* PROBLEM TO WORK ON
Nothing in the records may be left out or altered; reproduce them all exactly.

* GIVEN ENTRIES
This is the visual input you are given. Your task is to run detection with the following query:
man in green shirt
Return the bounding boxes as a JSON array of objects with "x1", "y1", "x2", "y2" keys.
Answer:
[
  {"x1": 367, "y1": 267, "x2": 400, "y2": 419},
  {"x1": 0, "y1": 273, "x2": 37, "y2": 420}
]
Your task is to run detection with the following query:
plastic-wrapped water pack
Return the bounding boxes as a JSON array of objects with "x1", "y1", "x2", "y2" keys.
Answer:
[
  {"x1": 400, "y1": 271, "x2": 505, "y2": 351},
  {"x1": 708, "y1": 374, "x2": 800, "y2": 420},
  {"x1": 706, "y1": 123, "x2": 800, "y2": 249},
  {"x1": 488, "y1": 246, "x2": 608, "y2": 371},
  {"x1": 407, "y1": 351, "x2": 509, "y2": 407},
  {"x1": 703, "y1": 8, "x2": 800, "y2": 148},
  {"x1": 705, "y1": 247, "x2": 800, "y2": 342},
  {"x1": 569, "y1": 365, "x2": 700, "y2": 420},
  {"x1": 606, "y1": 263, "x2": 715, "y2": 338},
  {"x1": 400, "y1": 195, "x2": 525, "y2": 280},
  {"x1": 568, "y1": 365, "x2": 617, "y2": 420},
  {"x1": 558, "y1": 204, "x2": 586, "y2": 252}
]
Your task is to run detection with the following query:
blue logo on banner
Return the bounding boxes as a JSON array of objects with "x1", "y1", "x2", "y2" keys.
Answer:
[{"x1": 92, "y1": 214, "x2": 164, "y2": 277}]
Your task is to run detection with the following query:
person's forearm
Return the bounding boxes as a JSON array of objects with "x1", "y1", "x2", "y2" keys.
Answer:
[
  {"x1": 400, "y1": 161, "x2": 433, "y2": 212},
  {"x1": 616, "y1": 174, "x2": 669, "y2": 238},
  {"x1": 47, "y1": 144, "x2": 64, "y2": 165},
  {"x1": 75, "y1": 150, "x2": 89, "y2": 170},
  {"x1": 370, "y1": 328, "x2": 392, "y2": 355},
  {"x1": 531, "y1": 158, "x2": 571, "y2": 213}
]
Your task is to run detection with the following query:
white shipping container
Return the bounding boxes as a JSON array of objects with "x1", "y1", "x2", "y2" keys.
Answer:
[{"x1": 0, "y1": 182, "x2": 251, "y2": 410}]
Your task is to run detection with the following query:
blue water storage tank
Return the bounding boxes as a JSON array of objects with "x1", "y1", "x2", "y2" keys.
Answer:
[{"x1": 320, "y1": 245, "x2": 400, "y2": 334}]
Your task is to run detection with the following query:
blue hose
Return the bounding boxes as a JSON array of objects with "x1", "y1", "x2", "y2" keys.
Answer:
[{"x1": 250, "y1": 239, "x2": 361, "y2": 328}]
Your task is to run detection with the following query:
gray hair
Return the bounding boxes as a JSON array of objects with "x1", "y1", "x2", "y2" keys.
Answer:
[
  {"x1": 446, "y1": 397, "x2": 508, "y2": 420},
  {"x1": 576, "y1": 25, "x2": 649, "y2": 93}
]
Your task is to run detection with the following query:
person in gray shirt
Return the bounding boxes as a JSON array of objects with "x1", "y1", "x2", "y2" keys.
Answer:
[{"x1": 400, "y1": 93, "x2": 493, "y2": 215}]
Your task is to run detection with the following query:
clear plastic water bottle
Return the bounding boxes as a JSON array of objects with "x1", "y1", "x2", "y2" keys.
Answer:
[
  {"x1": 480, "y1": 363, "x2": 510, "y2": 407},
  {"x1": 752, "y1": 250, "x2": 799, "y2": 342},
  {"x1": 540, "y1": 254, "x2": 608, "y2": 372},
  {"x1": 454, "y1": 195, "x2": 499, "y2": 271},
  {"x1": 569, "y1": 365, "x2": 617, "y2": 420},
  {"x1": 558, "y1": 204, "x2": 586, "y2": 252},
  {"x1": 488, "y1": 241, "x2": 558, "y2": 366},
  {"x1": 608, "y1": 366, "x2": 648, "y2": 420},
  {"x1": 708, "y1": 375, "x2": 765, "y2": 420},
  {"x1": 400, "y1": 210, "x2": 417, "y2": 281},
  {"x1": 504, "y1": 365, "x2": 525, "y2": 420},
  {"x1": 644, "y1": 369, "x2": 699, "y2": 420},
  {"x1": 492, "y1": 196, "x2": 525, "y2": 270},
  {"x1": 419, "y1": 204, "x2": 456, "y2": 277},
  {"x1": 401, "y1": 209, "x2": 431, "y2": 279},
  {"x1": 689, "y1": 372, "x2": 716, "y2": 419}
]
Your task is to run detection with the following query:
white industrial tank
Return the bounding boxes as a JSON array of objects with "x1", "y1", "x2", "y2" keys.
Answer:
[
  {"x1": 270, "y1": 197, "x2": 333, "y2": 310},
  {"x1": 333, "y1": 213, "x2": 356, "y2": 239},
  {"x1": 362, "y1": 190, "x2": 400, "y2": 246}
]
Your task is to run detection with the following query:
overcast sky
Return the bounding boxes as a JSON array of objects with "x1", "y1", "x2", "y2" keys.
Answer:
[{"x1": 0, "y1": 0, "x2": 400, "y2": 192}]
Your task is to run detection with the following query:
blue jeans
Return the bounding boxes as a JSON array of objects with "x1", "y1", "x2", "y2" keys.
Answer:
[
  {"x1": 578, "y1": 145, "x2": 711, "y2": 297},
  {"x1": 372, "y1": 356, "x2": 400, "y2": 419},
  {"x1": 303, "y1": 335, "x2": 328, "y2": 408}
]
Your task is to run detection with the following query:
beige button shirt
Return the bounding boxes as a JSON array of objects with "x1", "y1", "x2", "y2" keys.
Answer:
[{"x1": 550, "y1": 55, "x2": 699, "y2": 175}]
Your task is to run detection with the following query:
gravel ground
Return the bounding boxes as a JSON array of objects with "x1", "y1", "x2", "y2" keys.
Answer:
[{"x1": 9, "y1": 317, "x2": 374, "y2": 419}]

* COMPLETE OUTPUT
This is the visual input you are given. Your task is to run detection with the following query:
man in green shirt
Return the bounding boxes as a JSON array of objects with "x1", "y1", "x2", "y2" keys.
Answer:
[
  {"x1": 367, "y1": 267, "x2": 400, "y2": 419},
  {"x1": 0, "y1": 273, "x2": 37, "y2": 420}
]
Your task is to run detection with the following query:
plastic-wrapped water pack
Return the bounding boxes as a JSON array of objects with "x1", "y1", "x2", "y2" keys.
Answer:
[
  {"x1": 400, "y1": 271, "x2": 505, "y2": 351},
  {"x1": 708, "y1": 374, "x2": 800, "y2": 420},
  {"x1": 706, "y1": 123, "x2": 800, "y2": 249},
  {"x1": 488, "y1": 246, "x2": 608, "y2": 371},
  {"x1": 407, "y1": 351, "x2": 509, "y2": 407},
  {"x1": 703, "y1": 8, "x2": 800, "y2": 148},
  {"x1": 705, "y1": 247, "x2": 800, "y2": 342},
  {"x1": 569, "y1": 365, "x2": 700, "y2": 420},
  {"x1": 606, "y1": 263, "x2": 715, "y2": 338},
  {"x1": 400, "y1": 195, "x2": 525, "y2": 280},
  {"x1": 568, "y1": 365, "x2": 617, "y2": 420},
  {"x1": 558, "y1": 204, "x2": 586, "y2": 252}
]
Your task is to run detection with the following query:
blue logo on banner
Return the bounding boxes as a JSON array of objects with "x1", "y1", "x2", "y2" keys.
Answer:
[{"x1": 92, "y1": 214, "x2": 164, "y2": 277}]
Your task is to run detection with the following query:
person's forearm
Return the bounding boxes as a JSON array of objects with "x1", "y1", "x2", "y2" keys.
Answer:
[
  {"x1": 400, "y1": 161, "x2": 433, "y2": 212},
  {"x1": 616, "y1": 174, "x2": 669, "y2": 238},
  {"x1": 47, "y1": 144, "x2": 64, "y2": 165},
  {"x1": 75, "y1": 150, "x2": 89, "y2": 170},
  {"x1": 370, "y1": 328, "x2": 392, "y2": 355},
  {"x1": 531, "y1": 158, "x2": 571, "y2": 213}
]
Your task is to run detection with the following query:
white shipping container
Return the bounding boxes as a JSON array of objects with "x1", "y1", "x2", "y2" keys.
Answer:
[{"x1": 0, "y1": 182, "x2": 251, "y2": 410}]
Your task is to run detection with the following query:
blue water storage tank
Return the bounding boxes as a JSON array of objects with "x1", "y1", "x2", "y2" keys.
Answer:
[{"x1": 320, "y1": 245, "x2": 400, "y2": 334}]
Your task is to run detection with the following query:
blue hose
Return the bounding boxes as a JSON array of objects with "x1", "y1", "x2", "y2" keys.
Answer:
[{"x1": 250, "y1": 239, "x2": 361, "y2": 328}]
Your task is to run detection with the following query:
gray hair
Return the bounding boxes as a JSON array of objects with "x1", "y1", "x2", "y2" keys.
Answer:
[
  {"x1": 446, "y1": 397, "x2": 508, "y2": 420},
  {"x1": 576, "y1": 25, "x2": 649, "y2": 93}
]
Your task is to run detection with the following query:
person in gray shirt
Return the bounding boxes as a JSON array of objects with "x1", "y1", "x2", "y2" keys.
Answer:
[{"x1": 400, "y1": 93, "x2": 493, "y2": 215}]
Your task is to run detection with the following query:
clear plastic water bottle
Return the bounding boxes as a JSON array of objects with "x1", "y1", "x2", "y2" keys.
Answer:
[
  {"x1": 480, "y1": 363, "x2": 510, "y2": 407},
  {"x1": 752, "y1": 250, "x2": 799, "y2": 342},
  {"x1": 540, "y1": 254, "x2": 608, "y2": 372},
  {"x1": 454, "y1": 195, "x2": 499, "y2": 271},
  {"x1": 569, "y1": 365, "x2": 617, "y2": 420},
  {"x1": 558, "y1": 204, "x2": 586, "y2": 252},
  {"x1": 488, "y1": 241, "x2": 558, "y2": 366},
  {"x1": 608, "y1": 366, "x2": 648, "y2": 420},
  {"x1": 708, "y1": 375, "x2": 765, "y2": 420},
  {"x1": 400, "y1": 210, "x2": 417, "y2": 281},
  {"x1": 504, "y1": 365, "x2": 525, "y2": 420},
  {"x1": 644, "y1": 369, "x2": 699, "y2": 420},
  {"x1": 492, "y1": 196, "x2": 525, "y2": 270},
  {"x1": 419, "y1": 204, "x2": 456, "y2": 277},
  {"x1": 401, "y1": 209, "x2": 431, "y2": 279},
  {"x1": 689, "y1": 372, "x2": 716, "y2": 419}
]
Your task is to run detection with the following query:
white industrial tank
Return the bounding boxes as a JSON array of objects with "x1", "y1", "x2", "y2" keys.
Answer:
[
  {"x1": 270, "y1": 197, "x2": 333, "y2": 310},
  {"x1": 333, "y1": 213, "x2": 356, "y2": 239},
  {"x1": 362, "y1": 190, "x2": 400, "y2": 246}
]
Your task is to run detection with the following query:
overcast sky
Return the bounding boxes as a JSON array of objects with "x1", "y1", "x2", "y2" keys.
Answer:
[{"x1": 0, "y1": 0, "x2": 400, "y2": 192}]
Your task is to run detection with the following query:
blue jeans
Return the bounding boxes as a JSON array of objects with "x1", "y1", "x2", "y2" keys.
Answer:
[
  {"x1": 578, "y1": 145, "x2": 711, "y2": 297},
  {"x1": 372, "y1": 356, "x2": 400, "y2": 419},
  {"x1": 303, "y1": 335, "x2": 328, "y2": 408}
]
Your task is to run detection with the following query:
beige button shirt
Return the bounding boxes as a JSON array of objects with "x1", "y1", "x2", "y2" keys.
Answer:
[{"x1": 550, "y1": 55, "x2": 699, "y2": 175}]
Your task is to run detection with the following query:
gravel ground
Return the bounding boxes as a JSON array of objects with "x1", "y1", "x2", "y2" keys.
Answer:
[{"x1": 9, "y1": 317, "x2": 374, "y2": 419}]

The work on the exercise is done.